Goal:
Duplicate the lines below exactly, starting at the line that contains "For every instance of the blue" and ending at the line that contains "(1119, 597)", with both of those lines included.

Supplied records:
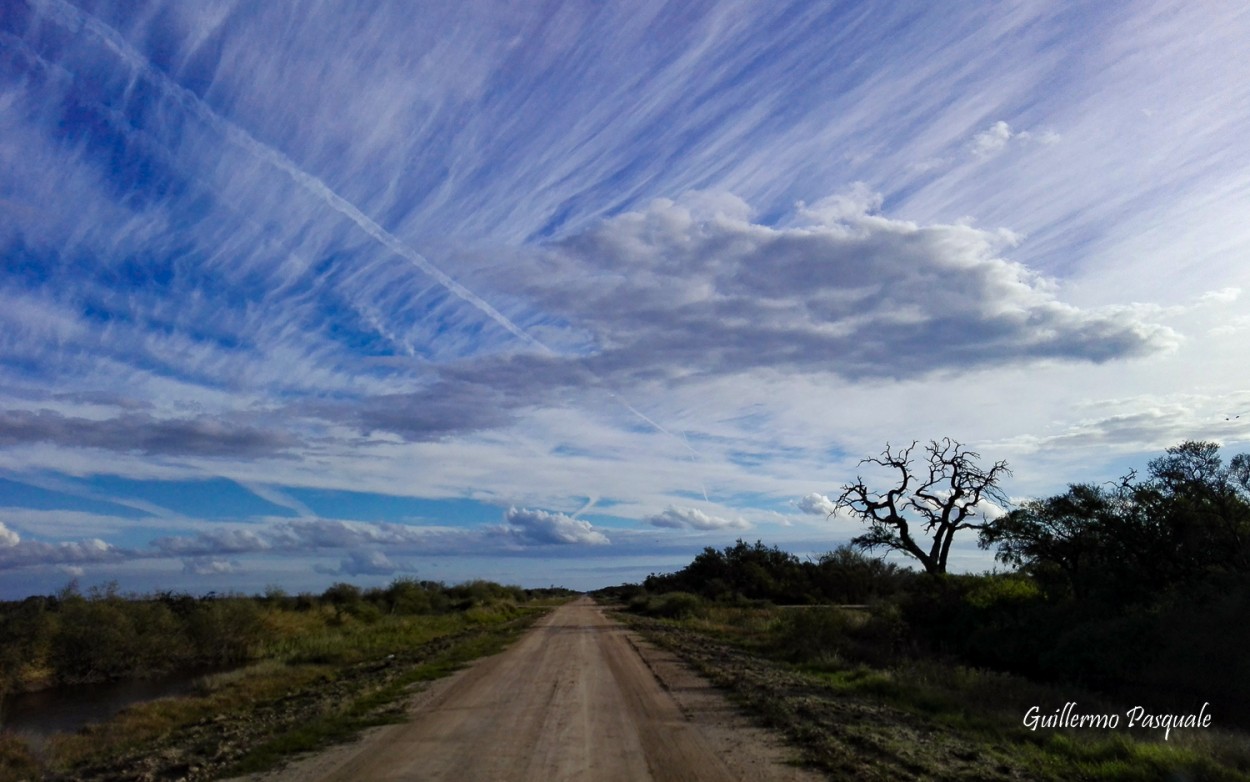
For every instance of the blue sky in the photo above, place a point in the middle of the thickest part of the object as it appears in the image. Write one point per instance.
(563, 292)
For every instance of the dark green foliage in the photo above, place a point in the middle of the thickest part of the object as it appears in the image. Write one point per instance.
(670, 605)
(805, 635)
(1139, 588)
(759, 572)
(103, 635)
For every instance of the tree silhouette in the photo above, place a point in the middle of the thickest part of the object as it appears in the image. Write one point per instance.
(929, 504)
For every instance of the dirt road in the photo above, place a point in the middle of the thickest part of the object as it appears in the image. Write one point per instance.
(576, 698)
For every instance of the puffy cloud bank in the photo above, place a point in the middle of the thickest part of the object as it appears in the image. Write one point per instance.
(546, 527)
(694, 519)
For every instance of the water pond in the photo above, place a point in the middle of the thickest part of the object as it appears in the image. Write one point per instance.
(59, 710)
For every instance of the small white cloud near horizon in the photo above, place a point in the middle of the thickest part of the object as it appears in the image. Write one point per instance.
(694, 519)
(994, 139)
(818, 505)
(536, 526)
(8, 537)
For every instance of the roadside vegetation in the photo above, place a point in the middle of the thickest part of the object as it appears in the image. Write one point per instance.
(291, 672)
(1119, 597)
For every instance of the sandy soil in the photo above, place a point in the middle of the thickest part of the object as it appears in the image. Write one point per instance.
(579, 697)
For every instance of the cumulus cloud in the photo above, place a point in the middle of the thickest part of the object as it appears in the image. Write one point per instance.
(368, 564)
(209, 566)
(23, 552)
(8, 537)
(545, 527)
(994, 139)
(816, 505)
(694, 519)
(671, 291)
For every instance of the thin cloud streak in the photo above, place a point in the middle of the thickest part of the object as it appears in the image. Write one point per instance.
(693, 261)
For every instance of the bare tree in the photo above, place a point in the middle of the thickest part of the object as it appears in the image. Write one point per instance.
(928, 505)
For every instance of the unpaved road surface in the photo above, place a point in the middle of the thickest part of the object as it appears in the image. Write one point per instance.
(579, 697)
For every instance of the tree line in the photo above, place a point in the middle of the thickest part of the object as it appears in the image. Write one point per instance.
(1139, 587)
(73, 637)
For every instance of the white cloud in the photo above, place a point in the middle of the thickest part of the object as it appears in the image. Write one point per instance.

* * *

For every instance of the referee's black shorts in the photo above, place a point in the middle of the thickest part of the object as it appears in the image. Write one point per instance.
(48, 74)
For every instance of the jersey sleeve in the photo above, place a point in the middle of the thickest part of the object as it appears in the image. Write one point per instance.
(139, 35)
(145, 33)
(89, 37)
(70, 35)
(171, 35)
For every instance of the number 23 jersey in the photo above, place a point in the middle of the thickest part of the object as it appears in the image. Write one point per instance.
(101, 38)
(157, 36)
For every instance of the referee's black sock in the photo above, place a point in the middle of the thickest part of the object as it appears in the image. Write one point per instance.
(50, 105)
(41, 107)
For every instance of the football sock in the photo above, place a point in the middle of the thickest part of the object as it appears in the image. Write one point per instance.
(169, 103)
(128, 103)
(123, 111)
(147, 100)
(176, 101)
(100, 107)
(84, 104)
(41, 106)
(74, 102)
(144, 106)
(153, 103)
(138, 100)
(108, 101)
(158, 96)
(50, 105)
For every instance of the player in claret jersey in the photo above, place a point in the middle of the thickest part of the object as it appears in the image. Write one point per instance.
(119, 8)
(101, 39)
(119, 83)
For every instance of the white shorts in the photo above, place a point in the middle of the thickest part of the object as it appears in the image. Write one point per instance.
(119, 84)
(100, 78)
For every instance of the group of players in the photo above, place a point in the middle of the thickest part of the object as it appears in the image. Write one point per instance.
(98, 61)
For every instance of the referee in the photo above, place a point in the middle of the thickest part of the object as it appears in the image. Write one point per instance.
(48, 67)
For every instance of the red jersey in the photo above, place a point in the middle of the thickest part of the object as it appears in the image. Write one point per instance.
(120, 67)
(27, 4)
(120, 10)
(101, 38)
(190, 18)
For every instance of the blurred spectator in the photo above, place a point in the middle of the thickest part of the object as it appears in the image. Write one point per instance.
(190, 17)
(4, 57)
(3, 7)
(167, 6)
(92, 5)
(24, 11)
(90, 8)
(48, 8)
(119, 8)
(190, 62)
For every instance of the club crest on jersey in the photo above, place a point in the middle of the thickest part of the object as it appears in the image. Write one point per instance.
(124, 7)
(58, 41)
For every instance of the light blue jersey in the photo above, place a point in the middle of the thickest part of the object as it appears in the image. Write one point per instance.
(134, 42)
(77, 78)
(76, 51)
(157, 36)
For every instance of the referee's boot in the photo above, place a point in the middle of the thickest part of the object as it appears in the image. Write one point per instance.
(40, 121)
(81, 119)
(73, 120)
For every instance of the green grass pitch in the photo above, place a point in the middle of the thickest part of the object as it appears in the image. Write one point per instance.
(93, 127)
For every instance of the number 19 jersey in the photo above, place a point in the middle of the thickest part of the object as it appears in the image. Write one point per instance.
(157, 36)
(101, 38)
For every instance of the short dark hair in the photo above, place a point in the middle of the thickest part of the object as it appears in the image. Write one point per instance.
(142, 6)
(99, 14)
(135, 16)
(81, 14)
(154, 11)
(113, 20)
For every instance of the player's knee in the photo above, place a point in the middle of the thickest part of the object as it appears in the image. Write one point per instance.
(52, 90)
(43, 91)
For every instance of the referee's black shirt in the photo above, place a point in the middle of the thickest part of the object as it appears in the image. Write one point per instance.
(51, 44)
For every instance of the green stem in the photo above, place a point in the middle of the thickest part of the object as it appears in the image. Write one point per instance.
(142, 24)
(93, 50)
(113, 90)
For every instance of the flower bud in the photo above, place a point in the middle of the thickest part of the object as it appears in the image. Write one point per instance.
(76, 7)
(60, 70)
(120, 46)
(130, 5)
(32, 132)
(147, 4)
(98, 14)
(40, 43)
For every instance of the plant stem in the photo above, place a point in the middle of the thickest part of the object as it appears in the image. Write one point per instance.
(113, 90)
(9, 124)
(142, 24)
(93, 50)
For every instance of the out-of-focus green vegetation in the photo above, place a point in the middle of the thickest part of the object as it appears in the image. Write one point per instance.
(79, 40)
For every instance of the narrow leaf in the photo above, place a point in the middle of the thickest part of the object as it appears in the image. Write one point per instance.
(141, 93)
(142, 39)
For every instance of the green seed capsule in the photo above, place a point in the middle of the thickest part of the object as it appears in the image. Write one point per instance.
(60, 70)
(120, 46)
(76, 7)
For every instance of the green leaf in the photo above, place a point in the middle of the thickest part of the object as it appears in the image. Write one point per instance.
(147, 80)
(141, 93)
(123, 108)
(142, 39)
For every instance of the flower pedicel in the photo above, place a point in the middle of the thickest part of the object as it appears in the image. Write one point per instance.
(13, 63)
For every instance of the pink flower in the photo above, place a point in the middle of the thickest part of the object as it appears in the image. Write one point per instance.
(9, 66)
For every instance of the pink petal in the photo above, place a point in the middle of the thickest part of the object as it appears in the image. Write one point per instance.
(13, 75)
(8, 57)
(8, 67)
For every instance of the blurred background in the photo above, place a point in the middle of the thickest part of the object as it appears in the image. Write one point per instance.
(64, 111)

...

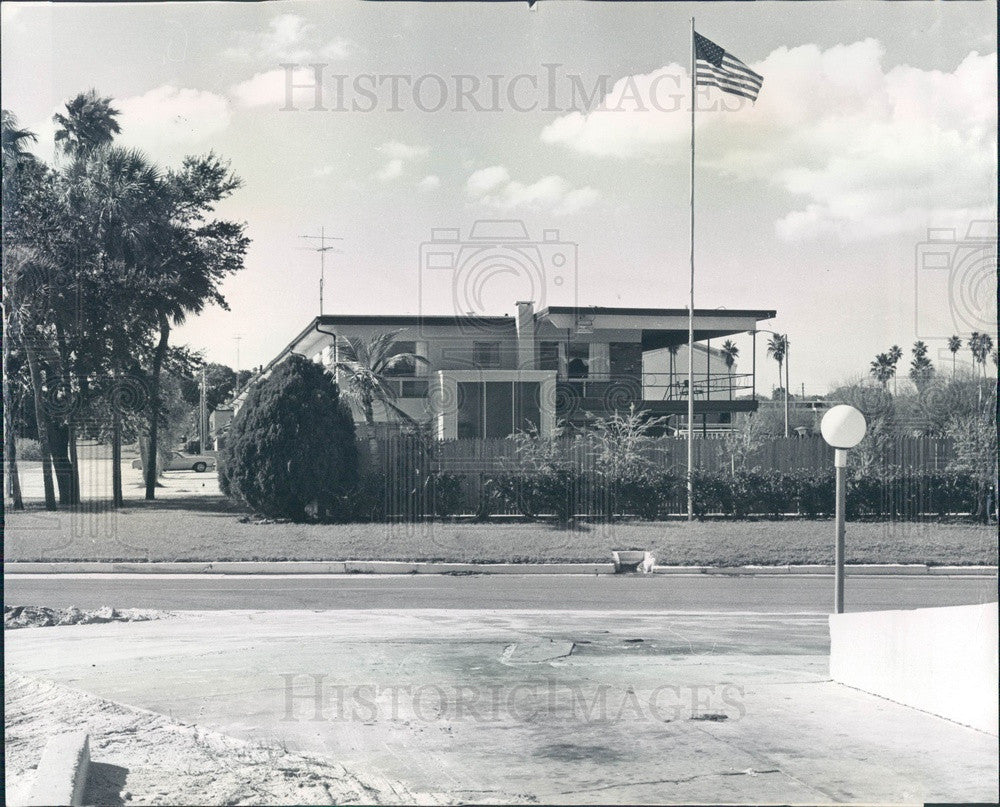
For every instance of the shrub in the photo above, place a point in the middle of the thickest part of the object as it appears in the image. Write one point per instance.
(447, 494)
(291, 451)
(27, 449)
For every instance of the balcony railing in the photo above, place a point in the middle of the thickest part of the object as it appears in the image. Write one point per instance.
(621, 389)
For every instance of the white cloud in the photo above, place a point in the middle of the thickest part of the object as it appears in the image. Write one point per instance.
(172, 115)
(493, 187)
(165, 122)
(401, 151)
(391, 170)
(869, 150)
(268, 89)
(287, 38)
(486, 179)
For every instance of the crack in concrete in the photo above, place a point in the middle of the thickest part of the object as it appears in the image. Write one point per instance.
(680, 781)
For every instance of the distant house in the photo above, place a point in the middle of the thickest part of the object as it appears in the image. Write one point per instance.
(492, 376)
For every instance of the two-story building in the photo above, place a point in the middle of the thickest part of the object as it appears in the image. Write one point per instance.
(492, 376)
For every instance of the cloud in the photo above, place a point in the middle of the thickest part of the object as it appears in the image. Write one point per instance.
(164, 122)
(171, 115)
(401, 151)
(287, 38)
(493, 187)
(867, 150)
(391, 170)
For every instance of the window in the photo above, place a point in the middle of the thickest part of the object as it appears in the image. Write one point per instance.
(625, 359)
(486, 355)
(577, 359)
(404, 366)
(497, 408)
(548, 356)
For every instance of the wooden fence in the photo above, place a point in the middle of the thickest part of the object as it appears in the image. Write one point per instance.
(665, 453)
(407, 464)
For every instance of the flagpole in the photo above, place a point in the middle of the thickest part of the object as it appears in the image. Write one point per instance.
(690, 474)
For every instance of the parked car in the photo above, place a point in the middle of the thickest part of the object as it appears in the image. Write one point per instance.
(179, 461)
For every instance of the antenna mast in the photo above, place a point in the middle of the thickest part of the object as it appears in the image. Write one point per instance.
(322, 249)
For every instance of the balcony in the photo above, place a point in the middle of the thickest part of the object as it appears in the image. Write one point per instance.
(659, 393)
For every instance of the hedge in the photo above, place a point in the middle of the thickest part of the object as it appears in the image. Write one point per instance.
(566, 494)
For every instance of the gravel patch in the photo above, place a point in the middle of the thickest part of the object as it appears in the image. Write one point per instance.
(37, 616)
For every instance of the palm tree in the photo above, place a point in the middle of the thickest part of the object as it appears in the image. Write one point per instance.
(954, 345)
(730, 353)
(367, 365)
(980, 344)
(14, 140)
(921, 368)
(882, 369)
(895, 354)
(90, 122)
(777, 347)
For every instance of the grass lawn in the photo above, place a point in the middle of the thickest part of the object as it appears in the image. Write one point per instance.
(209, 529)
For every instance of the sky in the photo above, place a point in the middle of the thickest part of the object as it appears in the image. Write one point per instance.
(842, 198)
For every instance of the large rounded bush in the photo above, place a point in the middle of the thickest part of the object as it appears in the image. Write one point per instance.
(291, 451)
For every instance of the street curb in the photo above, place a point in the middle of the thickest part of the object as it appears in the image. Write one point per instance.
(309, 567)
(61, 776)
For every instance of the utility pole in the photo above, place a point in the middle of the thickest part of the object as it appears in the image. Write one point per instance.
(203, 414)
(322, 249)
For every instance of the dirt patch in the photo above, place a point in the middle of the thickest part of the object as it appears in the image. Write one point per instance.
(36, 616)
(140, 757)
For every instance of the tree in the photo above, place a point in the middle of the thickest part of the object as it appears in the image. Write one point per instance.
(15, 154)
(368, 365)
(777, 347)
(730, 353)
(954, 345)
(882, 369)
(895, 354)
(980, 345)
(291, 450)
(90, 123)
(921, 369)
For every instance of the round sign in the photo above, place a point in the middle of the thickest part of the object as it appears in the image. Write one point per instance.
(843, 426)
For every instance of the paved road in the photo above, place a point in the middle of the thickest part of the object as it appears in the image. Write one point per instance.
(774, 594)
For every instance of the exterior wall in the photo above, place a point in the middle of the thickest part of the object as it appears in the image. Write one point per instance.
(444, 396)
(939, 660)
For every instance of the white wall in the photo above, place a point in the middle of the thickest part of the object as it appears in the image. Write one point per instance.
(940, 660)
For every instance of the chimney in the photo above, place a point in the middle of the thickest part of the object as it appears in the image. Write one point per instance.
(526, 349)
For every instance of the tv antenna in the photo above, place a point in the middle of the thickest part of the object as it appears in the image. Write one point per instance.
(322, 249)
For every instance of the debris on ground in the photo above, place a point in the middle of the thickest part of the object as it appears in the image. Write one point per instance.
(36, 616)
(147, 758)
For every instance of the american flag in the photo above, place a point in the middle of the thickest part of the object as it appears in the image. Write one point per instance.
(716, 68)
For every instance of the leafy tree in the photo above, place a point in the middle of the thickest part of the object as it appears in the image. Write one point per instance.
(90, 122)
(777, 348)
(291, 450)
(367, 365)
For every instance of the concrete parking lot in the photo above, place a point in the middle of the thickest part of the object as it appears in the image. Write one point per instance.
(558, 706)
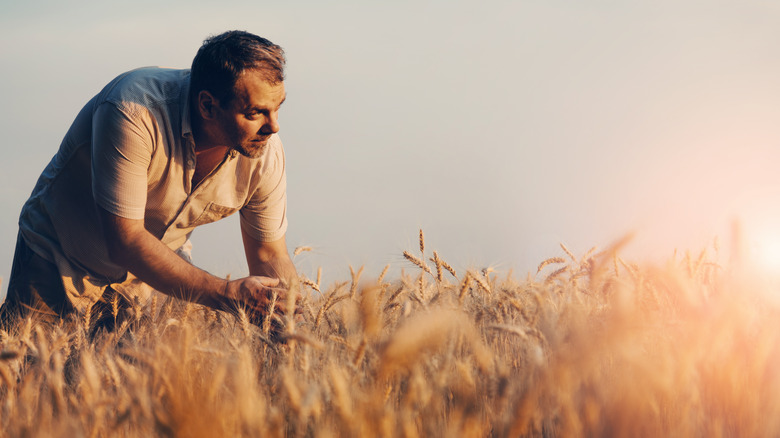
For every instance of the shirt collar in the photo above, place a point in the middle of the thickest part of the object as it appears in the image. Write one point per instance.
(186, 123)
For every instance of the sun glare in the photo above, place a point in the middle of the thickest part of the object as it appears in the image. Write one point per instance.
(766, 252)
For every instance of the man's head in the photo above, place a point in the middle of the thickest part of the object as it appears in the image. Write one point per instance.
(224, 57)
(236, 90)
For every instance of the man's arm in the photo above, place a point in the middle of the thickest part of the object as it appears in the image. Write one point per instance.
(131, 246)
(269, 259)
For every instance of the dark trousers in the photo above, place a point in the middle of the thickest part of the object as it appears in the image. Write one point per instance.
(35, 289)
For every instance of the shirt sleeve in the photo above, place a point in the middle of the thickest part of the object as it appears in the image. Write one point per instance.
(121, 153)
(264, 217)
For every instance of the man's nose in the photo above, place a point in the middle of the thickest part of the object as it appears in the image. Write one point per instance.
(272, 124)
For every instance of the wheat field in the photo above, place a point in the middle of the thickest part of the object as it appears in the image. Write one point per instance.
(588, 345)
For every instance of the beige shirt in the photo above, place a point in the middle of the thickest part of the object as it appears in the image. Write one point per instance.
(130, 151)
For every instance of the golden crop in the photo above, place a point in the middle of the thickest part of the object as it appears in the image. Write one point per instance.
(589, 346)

Complete output:
For every instance of the blue sky in the photo above, place a point in the middle of the thickest part of the object as it appears in the image. Write one point per instance.
(563, 292)
For every instance of the dark green foliage in the photo above, place a point in the middle of the thickest part of the object as it appears in the image. Write one point per instance.
(670, 605)
(805, 635)
(1139, 588)
(759, 572)
(103, 635)
For every instance of the tree silhouette in the photo above, place a point in the middle of the thickest part of the object as it appears in the image. Write one point per instance.
(929, 504)
For every instance of the dirt road in the photo above, place a point in the middle of the thickest part of the object as it appears in the image. Write one point per instance.
(576, 698)
For every instance of the puffy cloud bank in the photo above, place a point in the middle of the thickest part of the object as it appears in the image. Write one point per instance.
(546, 527)
(694, 519)
For every instance of the water pond in the photo above, place a point in the middle of the thickest part of the object as it appears in the image. Write one point per instance.
(59, 710)
For every instance of the small white cloud near horizon in the photo above, place a point in the middle of the thickest part of the object as it appears in the image. Write one point per instance.
(694, 519)
(994, 139)
(818, 505)
(536, 526)
(8, 537)
For every instance of the roadside vegetation in the photo above, place a point in the middle of the thickest part of the object as it appears in the image. Write one point per instance.
(291, 672)
(1119, 597)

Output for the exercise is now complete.